EXERCISE OBJECTIVE = Reproduce every line below, keeping each request line unchanged. Decrease both x and y of every answer coordinate by 109, and leave any numbers in the requests or their format samples as they are.
::::
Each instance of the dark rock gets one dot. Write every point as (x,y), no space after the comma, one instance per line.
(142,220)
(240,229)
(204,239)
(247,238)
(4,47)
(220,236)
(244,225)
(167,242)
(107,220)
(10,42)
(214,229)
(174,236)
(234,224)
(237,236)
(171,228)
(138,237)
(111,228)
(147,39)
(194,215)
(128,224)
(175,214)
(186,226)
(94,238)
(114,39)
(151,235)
::::
ANSWER TO THE EXERCISE =
Each instance of the dark rock gets one dot. Write every point as (x,y), no space after the comma, one instance per line.
(33,111)
(131,120)
(95,130)
(138,129)
(-105,-62)
(111,127)
(135,116)
(58,133)
(-2,111)
(-99,-67)
(105,120)
(65,127)
(125,115)
(128,127)
(62,119)
(29,128)
(2,119)
(38,-70)
(85,106)
(19,115)
(66,105)
(77,117)
(-15,129)
(5,-70)
(42,126)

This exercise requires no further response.